→ Reading passage
★ ★ ★

Vishnu Govind is an Indian re-recording mixer, sound designer and sound editor. He has worked in over 150 films in Malayalam,Tamil,Hindi and Telugu languages. He won the National Film Award for Best Audiography (Re-recordist of the final mixed track) for the Malayalam film Malik (2020). Govind is also a recipient of the Kerala State Film Award for Best Sound Design along with Sree Sankar, for the films Unda (2018) and Ishq (2019).

Early life 
A native of Thiruvalla, Govind attended St. Berchmans College, Changanassery, graduating in Physics. While at St. Berchmans, he met future sound designer/editor Sree Sankar with whom he has collaborated on a number of projects. Since they both shared keen interest in music and movies, they became friends and eventually set off to pursue a career in Audio Engineering. 

In 2006, Govind enrolled in the graduate program of Film and Television Institute of Tamil Nadu (FTIT), formerly known as Adayar Film Institute, for Sound Engineering & Sound Recording. During his time in college, he encountered and became friends with Alphonse Puthren, Karthik Subbaraj, Nalan Kumarasamy, Vijay Sethupathi, Bobby Simha, Rajesh Murgeshan and Shabareesh Varma; all of these men would go on to be successful filmmakers, actors and musicians.

Career 
Govind started his career as an ADR recordist in AVM Studios, Chennai. He first worked on Alphonse Puthren’s short film Neram(2012) before quitting the job to focus entirely on films. His feature film debut came with Karthik Subbaraj’s Tamil film, Pizza(2012). The film marked the start of his partnership with Sree Sankar and they went on to establish their studio, Sound Factor.

★ ★ ★

→ Given records
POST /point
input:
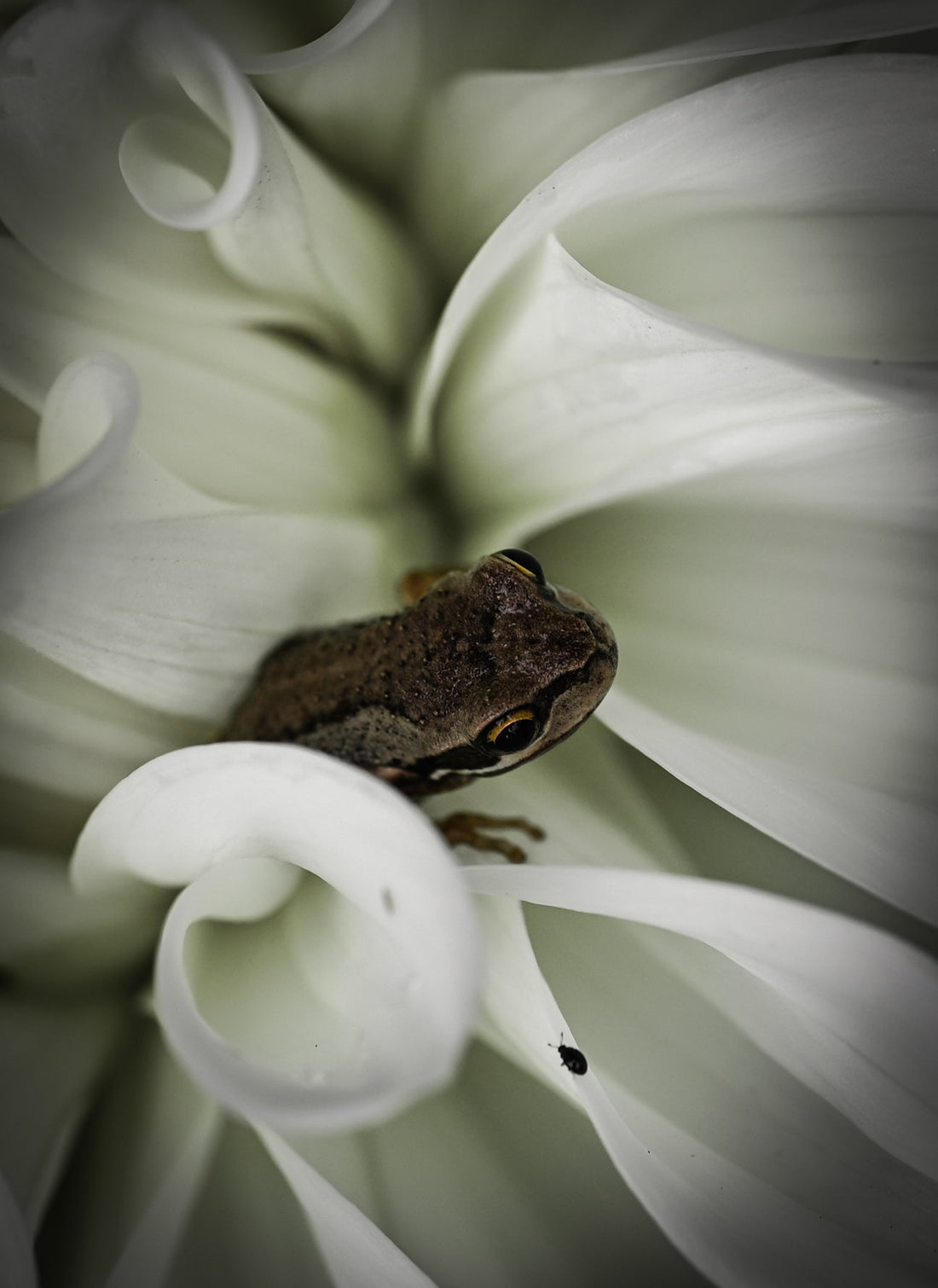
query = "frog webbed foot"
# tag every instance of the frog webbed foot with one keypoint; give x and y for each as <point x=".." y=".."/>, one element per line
<point x="464" y="828"/>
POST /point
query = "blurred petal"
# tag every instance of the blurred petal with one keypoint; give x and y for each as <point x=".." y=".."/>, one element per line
<point x="791" y="206"/>
<point x="17" y="1267"/>
<point x="165" y="102"/>
<point x="53" y="938"/>
<point x="242" y="415"/>
<point x="355" y="89"/>
<point x="489" y="136"/>
<point x="50" y="1058"/>
<point x="330" y="257"/>
<point x="136" y="1176"/>
<point x="67" y="735"/>
<point x="353" y="1248"/>
<point x="246" y="1227"/>
<point x="811" y="1197"/>
<point x="373" y="965"/>
<point x="143" y="585"/>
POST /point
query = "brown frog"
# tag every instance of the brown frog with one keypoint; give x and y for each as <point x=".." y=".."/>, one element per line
<point x="483" y="670"/>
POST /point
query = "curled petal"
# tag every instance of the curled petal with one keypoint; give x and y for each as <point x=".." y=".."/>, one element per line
<point x="53" y="938"/>
<point x="358" y="18"/>
<point x="166" y="103"/>
<point x="355" y="90"/>
<point x="373" y="965"/>
<point x="232" y="411"/>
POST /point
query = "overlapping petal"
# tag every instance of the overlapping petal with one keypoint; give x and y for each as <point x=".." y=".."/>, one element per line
<point x="740" y="194"/>
<point x="58" y="1051"/>
<point x="489" y="136"/>
<point x="234" y="412"/>
<point x="138" y="583"/>
<point x="773" y="515"/>
<point x="179" y="116"/>
<point x="371" y="957"/>
<point x="703" y="1161"/>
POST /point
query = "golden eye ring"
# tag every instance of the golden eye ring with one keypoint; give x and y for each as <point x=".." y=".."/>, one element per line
<point x="513" y="732"/>
<point x="524" y="562"/>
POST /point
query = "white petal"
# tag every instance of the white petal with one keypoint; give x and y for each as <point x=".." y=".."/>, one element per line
<point x="879" y="838"/>
<point x="50" y="1060"/>
<point x="496" y="1180"/>
<point x="334" y="262"/>
<point x="355" y="89"/>
<point x="859" y="1000"/>
<point x="802" y="189"/>
<point x="809" y="1198"/>
<point x="158" y="83"/>
<point x="246" y="1227"/>
<point x="776" y="654"/>
<point x="489" y="136"/>
<point x="49" y="937"/>
<point x="574" y="394"/>
<point x="15" y="1250"/>
<point x="136" y="583"/>
<point x="373" y="965"/>
<point x="355" y="1250"/>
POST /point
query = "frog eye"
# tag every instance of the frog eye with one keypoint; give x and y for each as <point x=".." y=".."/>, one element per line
<point x="513" y="732"/>
<point x="524" y="562"/>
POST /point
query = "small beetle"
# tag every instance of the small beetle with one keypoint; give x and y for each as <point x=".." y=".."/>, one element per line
<point x="571" y="1058"/>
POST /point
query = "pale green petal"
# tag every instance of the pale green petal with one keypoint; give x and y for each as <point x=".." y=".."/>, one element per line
<point x="136" y="1176"/>
<point x="353" y="91"/>
<point x="239" y="414"/>
<point x="497" y="1181"/>
<point x="777" y="654"/>
<point x="52" y="938"/>
<point x="571" y="394"/>
<point x="373" y="962"/>
<point x="50" y="1058"/>
<point x="67" y="735"/>
<point x="355" y="1250"/>
<point x="333" y="260"/>
<point x="178" y="116"/>
<point x="767" y="1184"/>
<point x="17" y="1267"/>
<point x="489" y="136"/>
<point x="791" y="206"/>
<point x="142" y="585"/>
<point x="849" y="1004"/>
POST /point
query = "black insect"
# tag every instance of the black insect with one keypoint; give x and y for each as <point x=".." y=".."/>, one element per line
<point x="571" y="1058"/>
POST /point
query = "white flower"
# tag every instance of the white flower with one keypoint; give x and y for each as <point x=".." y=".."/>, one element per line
<point x="264" y="1027"/>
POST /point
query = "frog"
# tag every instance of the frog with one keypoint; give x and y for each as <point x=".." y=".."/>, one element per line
<point x="482" y="670"/>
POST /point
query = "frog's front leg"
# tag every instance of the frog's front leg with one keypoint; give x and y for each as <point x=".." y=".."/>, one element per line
<point x="466" y="828"/>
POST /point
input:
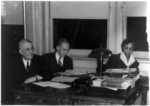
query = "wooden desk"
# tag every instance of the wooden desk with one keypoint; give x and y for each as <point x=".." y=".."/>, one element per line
<point x="32" y="94"/>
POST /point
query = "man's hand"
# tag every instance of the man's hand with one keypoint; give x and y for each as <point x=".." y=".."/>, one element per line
<point x="29" y="80"/>
<point x="32" y="79"/>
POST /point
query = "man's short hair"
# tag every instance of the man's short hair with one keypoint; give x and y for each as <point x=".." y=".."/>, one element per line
<point x="60" y="41"/>
<point x="23" y="41"/>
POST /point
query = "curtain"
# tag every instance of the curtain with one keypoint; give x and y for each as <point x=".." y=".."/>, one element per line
<point x="37" y="16"/>
<point x="116" y="26"/>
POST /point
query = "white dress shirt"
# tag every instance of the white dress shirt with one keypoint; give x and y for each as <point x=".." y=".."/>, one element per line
<point x="25" y="62"/>
<point x="124" y="59"/>
<point x="57" y="58"/>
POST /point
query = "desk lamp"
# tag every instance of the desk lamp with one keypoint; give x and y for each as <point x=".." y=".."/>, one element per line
<point x="100" y="54"/>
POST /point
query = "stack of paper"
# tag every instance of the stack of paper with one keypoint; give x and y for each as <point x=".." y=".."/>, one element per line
<point x="64" y="79"/>
<point x="116" y="83"/>
<point x="52" y="84"/>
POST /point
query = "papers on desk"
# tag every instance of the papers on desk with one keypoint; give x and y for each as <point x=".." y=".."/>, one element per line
<point x="116" y="83"/>
<point x="121" y="70"/>
<point x="51" y="84"/>
<point x="64" y="79"/>
<point x="72" y="73"/>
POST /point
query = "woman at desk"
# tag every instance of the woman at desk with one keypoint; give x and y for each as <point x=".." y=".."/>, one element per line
<point x="124" y="59"/>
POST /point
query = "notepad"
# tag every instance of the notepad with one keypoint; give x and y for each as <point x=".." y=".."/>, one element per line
<point x="52" y="84"/>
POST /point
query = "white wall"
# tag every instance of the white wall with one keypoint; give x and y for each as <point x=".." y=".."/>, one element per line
<point x="93" y="10"/>
<point x="12" y="12"/>
<point x="136" y="8"/>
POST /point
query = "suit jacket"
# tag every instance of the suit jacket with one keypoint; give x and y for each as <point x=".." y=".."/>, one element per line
<point x="18" y="74"/>
<point x="115" y="62"/>
<point x="53" y="67"/>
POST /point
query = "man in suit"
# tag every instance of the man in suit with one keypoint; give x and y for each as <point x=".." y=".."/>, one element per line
<point x="58" y="61"/>
<point x="26" y="67"/>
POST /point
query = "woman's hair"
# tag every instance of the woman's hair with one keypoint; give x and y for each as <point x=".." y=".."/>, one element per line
<point x="125" y="42"/>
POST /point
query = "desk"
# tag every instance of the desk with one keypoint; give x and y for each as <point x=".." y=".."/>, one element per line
<point x="33" y="94"/>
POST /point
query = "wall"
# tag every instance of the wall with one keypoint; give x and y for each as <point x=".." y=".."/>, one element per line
<point x="136" y="8"/>
<point x="12" y="12"/>
<point x="95" y="10"/>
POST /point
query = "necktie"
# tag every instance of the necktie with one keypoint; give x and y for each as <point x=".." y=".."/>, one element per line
<point x="59" y="62"/>
<point x="28" y="66"/>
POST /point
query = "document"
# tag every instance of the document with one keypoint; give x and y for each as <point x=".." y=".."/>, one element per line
<point x="72" y="72"/>
<point x="64" y="79"/>
<point x="52" y="84"/>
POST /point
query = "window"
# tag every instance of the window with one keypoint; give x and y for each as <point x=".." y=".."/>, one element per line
<point x="136" y="30"/>
<point x="82" y="33"/>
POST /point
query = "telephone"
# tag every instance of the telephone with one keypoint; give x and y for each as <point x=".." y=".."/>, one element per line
<point x="82" y="83"/>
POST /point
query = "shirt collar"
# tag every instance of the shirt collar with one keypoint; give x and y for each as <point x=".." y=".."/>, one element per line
<point x="124" y="59"/>
<point x="25" y="62"/>
<point x="58" y="56"/>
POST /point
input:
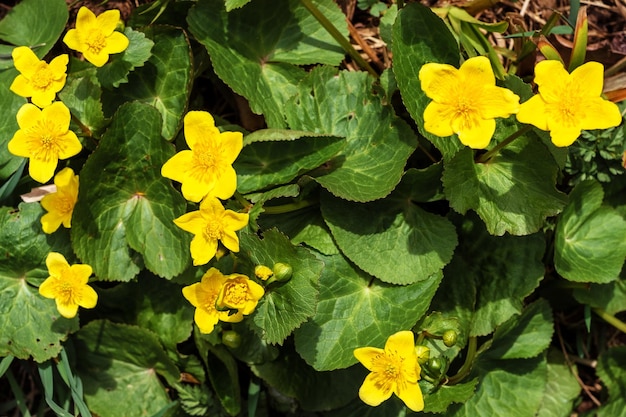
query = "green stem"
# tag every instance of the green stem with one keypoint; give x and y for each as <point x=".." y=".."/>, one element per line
<point x="493" y="152"/>
<point x="287" y="208"/>
<point x="334" y="32"/>
<point x="611" y="319"/>
<point x="467" y="365"/>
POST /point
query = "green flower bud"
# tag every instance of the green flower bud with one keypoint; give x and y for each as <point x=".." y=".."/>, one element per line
<point x="449" y="338"/>
<point x="282" y="271"/>
<point x="231" y="339"/>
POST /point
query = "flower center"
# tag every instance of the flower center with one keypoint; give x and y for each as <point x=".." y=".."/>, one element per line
<point x="43" y="77"/>
<point x="96" y="41"/>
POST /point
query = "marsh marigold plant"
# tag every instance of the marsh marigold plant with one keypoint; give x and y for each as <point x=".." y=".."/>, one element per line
<point x="60" y="204"/>
<point x="38" y="80"/>
<point x="44" y="137"/>
<point x="465" y="101"/>
<point x="67" y="285"/>
<point x="569" y="103"/>
<point x="95" y="36"/>
<point x="206" y="167"/>
<point x="393" y="370"/>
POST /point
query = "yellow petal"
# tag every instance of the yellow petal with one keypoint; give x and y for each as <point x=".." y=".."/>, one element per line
<point x="116" y="42"/>
<point x="477" y="71"/>
<point x="411" y="395"/>
<point x="439" y="81"/>
<point x="107" y="21"/>
<point x="198" y="127"/>
<point x="372" y="393"/>
<point x="89" y="297"/>
<point x="366" y="355"/>
<point x="534" y="112"/>
<point x="478" y="135"/>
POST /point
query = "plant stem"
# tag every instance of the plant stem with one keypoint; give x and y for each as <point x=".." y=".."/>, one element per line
<point x="467" y="365"/>
<point x="493" y="152"/>
<point x="611" y="319"/>
<point x="334" y="32"/>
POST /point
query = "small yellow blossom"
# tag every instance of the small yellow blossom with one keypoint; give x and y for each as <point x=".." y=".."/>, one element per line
<point x="568" y="103"/>
<point x="37" y="79"/>
<point x="206" y="168"/>
<point x="68" y="285"/>
<point x="263" y="272"/>
<point x="466" y="101"/>
<point x="394" y="370"/>
<point x="203" y="295"/>
<point x="240" y="293"/>
<point x="210" y="224"/>
<point x="95" y="36"/>
<point x="44" y="137"/>
<point x="60" y="204"/>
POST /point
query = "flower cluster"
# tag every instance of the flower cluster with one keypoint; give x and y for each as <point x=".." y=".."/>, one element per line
<point x="222" y="297"/>
<point x="466" y="101"/>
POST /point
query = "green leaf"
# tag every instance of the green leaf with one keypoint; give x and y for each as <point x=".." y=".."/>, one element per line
<point x="261" y="68"/>
<point x="589" y="239"/>
<point x="419" y="37"/>
<point x="274" y="157"/>
<point x="35" y="23"/>
<point x="378" y="142"/>
<point x="120" y="367"/>
<point x="613" y="375"/>
<point x="354" y="311"/>
<point x="315" y="391"/>
<point x="82" y="95"/>
<point x="439" y="400"/>
<point x="10" y="103"/>
<point x="125" y="210"/>
<point x="31" y="324"/>
<point x="393" y="239"/>
<point x="514" y="192"/>
<point x="489" y="277"/>
<point x="519" y="384"/>
<point x="283" y="307"/>
<point x="116" y="71"/>
<point x="524" y="336"/>
<point x="164" y="81"/>
<point x="562" y="388"/>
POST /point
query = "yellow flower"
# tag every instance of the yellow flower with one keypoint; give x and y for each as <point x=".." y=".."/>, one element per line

★ ★ ★

→ Directions for this task
Can you quote the text about Vishnu Govind from "Vishnu Govind is" to "in Audio Engineering."?

→ Expected answer
Vishnu Govind is an Indian re-recording mixer, sound designer and sound editor. He has worked in over 150 films in Malayalam,Tamil,Hindi and Telugu languages. He won the National Film Award for Best Audiography (Re-recordist of the final mixed track) for the Malayalam film Malik (2020). Govind is also a recipient of the Kerala State Film Award for Best Sound Design along with Sree Sankar, for the films Unda (2018) and Ishq (2019).

Early life 
A native of Thiruvalla, Govind attended St. Berchmans College, Changanassery, graduating in Physics. While at St. Berchmans, he met future sound designer/editor Sree Sankar with whom he has collaborated on a number of projects. Since they both shared keen interest in music and movies, they became friends and eventually set off to pursue a career in Audio Engineering.